EXERCISE >> Copy out the lines of the records below word for word, from the line with "Could you please locate the primrose" up to and including the line with "0, 0, 200, 267".
------
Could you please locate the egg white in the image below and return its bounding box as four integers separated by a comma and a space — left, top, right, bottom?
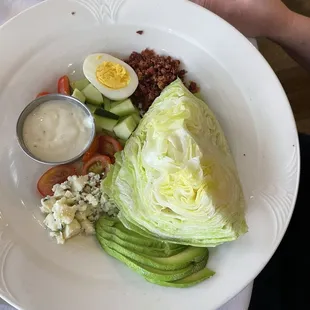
83, 53, 139, 100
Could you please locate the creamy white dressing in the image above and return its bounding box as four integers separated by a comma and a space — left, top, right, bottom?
23, 100, 92, 162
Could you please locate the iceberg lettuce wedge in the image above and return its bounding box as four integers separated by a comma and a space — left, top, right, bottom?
102, 79, 247, 247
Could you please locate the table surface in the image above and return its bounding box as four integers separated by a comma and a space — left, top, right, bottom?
0, 0, 253, 310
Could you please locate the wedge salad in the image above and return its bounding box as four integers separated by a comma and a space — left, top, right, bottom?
27, 50, 248, 288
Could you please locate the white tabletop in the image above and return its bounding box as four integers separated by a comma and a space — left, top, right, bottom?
0, 0, 255, 310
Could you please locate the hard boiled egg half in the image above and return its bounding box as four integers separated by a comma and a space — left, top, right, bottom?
83, 53, 139, 100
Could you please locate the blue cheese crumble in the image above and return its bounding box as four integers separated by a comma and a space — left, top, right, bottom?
40, 173, 118, 244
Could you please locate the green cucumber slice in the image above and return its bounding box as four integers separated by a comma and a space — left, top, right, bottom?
94, 108, 119, 120
110, 115, 137, 140
94, 115, 118, 132
103, 97, 111, 111
72, 88, 86, 103
86, 103, 97, 114
82, 84, 103, 105
110, 99, 136, 116
131, 112, 141, 125
70, 79, 89, 91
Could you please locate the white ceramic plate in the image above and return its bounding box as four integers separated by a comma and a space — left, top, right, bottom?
0, 0, 300, 310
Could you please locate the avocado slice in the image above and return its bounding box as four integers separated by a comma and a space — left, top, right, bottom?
99, 228, 184, 257
96, 235, 208, 270
101, 243, 199, 282
96, 216, 186, 254
145, 268, 215, 288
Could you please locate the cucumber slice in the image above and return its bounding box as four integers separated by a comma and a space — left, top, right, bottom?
70, 79, 89, 91
103, 97, 111, 111
72, 88, 86, 103
86, 103, 97, 114
110, 115, 137, 140
94, 115, 118, 132
111, 101, 123, 109
94, 108, 119, 120
131, 113, 141, 125
145, 268, 215, 288
193, 92, 203, 100
82, 84, 103, 105
110, 99, 136, 116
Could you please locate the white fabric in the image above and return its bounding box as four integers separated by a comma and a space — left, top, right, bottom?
0, 0, 253, 310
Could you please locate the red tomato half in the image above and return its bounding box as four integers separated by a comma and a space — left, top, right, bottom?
58, 75, 71, 96
37, 165, 76, 196
99, 136, 123, 164
82, 154, 111, 175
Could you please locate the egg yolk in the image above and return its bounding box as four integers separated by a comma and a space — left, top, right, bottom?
96, 61, 130, 89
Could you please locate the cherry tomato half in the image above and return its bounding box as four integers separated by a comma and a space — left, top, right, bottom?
99, 136, 123, 164
82, 136, 99, 163
37, 165, 76, 196
82, 154, 111, 175
36, 91, 49, 98
58, 75, 71, 96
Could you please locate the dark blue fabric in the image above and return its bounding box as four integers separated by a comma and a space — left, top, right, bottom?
249, 134, 310, 310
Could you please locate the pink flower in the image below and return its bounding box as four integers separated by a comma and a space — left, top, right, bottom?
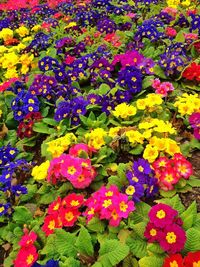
62, 193, 84, 209
165, 27, 177, 37
148, 203, 178, 228
184, 33, 198, 40
48, 196, 61, 215
159, 224, 186, 254
61, 155, 82, 181
144, 222, 161, 243
152, 78, 161, 89
19, 231, 37, 247
14, 246, 38, 267
69, 144, 89, 157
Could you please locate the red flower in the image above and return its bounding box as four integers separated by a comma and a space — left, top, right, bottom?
42, 215, 62, 236
144, 222, 161, 243
60, 208, 81, 227
14, 246, 38, 267
62, 193, 84, 209
159, 224, 186, 254
184, 251, 200, 267
48, 197, 61, 215
19, 232, 37, 247
183, 62, 200, 81
162, 254, 184, 267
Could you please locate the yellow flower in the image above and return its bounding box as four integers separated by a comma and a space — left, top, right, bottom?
65, 21, 77, 29
0, 28, 13, 41
31, 160, 50, 180
108, 127, 122, 138
85, 128, 107, 150
165, 138, 181, 156
113, 103, 137, 119
31, 24, 42, 32
136, 99, 146, 110
47, 133, 76, 158
16, 26, 29, 37
4, 67, 18, 79
126, 130, 144, 144
143, 145, 158, 163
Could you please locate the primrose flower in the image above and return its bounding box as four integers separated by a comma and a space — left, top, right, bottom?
144, 222, 161, 243
148, 203, 178, 227
184, 251, 200, 267
31, 160, 50, 180
159, 224, 186, 254
163, 254, 184, 267
113, 103, 136, 119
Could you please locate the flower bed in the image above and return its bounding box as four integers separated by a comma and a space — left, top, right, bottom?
0, 0, 200, 267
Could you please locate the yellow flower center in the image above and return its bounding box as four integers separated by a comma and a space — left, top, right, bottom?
26, 254, 34, 265
126, 185, 135, 196
156, 210, 166, 219
102, 199, 112, 208
70, 200, 79, 207
0, 207, 5, 213
67, 166, 76, 175
48, 220, 55, 230
170, 261, 178, 267
65, 211, 74, 222
193, 261, 200, 267
138, 166, 144, 172
150, 228, 157, 236
166, 232, 176, 244
119, 201, 128, 212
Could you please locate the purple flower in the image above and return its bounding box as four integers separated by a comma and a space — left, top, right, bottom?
133, 158, 152, 175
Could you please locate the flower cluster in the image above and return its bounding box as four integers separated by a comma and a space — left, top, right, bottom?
189, 112, 200, 139
14, 229, 38, 267
83, 185, 135, 227
152, 79, 174, 96
125, 158, 158, 202
174, 93, 200, 116
163, 251, 200, 267
47, 133, 76, 158
17, 112, 42, 139
47, 144, 97, 189
152, 153, 193, 191
42, 193, 84, 236
144, 203, 186, 254
183, 62, 200, 82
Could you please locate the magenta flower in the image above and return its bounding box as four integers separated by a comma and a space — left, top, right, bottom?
159, 224, 186, 254
144, 222, 161, 243
148, 203, 178, 228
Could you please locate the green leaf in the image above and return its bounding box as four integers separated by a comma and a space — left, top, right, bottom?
129, 222, 146, 239
154, 65, 167, 79
147, 243, 165, 254
129, 144, 144, 155
155, 195, 185, 214
98, 240, 129, 267
128, 202, 151, 224
33, 122, 56, 134
75, 226, 94, 256
184, 228, 200, 253
98, 83, 110, 95
13, 206, 32, 224
142, 75, 154, 89
55, 229, 77, 257
87, 217, 105, 233
139, 256, 164, 267
180, 201, 197, 230
187, 176, 200, 187
174, 31, 185, 43
127, 237, 147, 259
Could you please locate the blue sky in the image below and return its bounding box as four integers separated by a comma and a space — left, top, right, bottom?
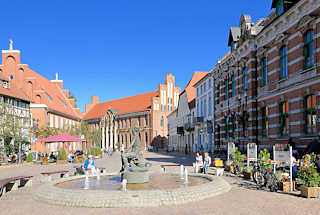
0, 0, 272, 110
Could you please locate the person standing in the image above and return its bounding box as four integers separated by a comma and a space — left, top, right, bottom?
194, 152, 203, 173
203, 152, 211, 174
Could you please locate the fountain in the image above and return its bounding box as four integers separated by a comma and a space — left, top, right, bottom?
120, 127, 151, 184
32, 128, 231, 208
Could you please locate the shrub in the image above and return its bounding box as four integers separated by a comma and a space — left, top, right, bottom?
58, 152, 62, 160
297, 153, 320, 187
258, 149, 271, 170
26, 153, 33, 163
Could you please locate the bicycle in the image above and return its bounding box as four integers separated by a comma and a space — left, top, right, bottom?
252, 160, 280, 192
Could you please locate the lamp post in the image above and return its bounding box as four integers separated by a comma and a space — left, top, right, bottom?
32, 118, 39, 160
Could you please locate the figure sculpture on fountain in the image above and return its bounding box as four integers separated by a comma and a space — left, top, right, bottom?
120, 127, 151, 184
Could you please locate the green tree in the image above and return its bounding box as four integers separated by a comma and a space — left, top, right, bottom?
0, 101, 30, 162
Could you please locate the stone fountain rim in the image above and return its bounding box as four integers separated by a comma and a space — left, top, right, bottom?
33, 172, 231, 208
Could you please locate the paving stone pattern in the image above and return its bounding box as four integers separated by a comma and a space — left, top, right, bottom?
0, 153, 320, 215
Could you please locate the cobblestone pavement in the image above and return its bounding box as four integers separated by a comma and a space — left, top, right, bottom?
0, 153, 320, 215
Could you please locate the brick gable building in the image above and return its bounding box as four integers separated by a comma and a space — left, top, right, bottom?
0, 42, 82, 152
83, 74, 180, 150
211, 0, 320, 151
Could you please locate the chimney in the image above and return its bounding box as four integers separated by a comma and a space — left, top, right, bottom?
91, 96, 99, 105
51, 72, 63, 90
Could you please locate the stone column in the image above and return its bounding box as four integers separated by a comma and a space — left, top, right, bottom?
109, 123, 114, 150
106, 126, 110, 149
101, 126, 106, 150
114, 122, 117, 150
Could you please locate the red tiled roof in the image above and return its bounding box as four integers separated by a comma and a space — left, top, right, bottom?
39, 133, 86, 143
184, 72, 208, 103
0, 76, 31, 101
83, 91, 159, 120
25, 69, 81, 119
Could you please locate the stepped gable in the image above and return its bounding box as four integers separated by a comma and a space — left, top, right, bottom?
0, 74, 31, 101
83, 91, 159, 120
25, 69, 81, 119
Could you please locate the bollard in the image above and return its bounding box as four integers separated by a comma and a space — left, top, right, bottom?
184, 169, 189, 184
180, 165, 184, 179
121, 179, 127, 191
84, 176, 89, 190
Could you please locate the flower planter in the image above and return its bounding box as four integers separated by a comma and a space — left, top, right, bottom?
301, 187, 319, 198
41, 161, 48, 165
242, 171, 252, 180
280, 181, 296, 193
56, 160, 68, 164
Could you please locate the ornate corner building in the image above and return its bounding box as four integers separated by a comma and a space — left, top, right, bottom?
83, 74, 180, 150
211, 0, 320, 150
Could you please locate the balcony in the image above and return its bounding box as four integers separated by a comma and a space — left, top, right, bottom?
195, 116, 203, 124
177, 127, 184, 135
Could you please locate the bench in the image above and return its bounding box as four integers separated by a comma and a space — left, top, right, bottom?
84, 167, 106, 173
40, 170, 69, 182
0, 176, 33, 196
160, 164, 193, 172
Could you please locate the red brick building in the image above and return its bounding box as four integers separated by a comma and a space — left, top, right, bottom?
212, 0, 320, 150
0, 42, 82, 152
83, 74, 180, 149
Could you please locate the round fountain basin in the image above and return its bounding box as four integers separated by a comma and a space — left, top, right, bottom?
56, 174, 210, 190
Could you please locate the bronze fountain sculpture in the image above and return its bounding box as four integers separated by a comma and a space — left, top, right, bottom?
120, 127, 151, 184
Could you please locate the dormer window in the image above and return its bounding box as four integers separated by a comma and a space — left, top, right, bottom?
276, 0, 284, 16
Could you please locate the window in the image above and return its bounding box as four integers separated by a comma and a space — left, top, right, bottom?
203, 99, 207, 117
261, 107, 269, 137
230, 41, 235, 52
231, 114, 236, 138
208, 93, 212, 115
45, 93, 52, 102
50, 115, 53, 128
304, 95, 317, 135
280, 101, 289, 136
303, 30, 314, 69
217, 85, 220, 104
196, 100, 200, 117
280, 46, 288, 78
225, 116, 229, 138
232, 75, 236, 97
242, 111, 249, 137
276, 0, 284, 16
55, 116, 59, 128
261, 57, 268, 86
242, 68, 248, 90
224, 79, 229, 100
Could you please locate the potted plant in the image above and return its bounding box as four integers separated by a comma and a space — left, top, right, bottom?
------
TASK RESULT >>
Could you please locate the primrose flower in the image above and return its bounding box as four integers separated by a comma and a space — left, top, right, bottom?
144, 222, 161, 243
148, 203, 178, 227
184, 251, 200, 267
31, 160, 50, 180
159, 224, 186, 254
163, 254, 184, 267
113, 103, 136, 119
Could you please locate the flower bed in the image above and return its bounding box as four integers separated by a comma and a space — left, top, right, bottom?
0, 0, 200, 267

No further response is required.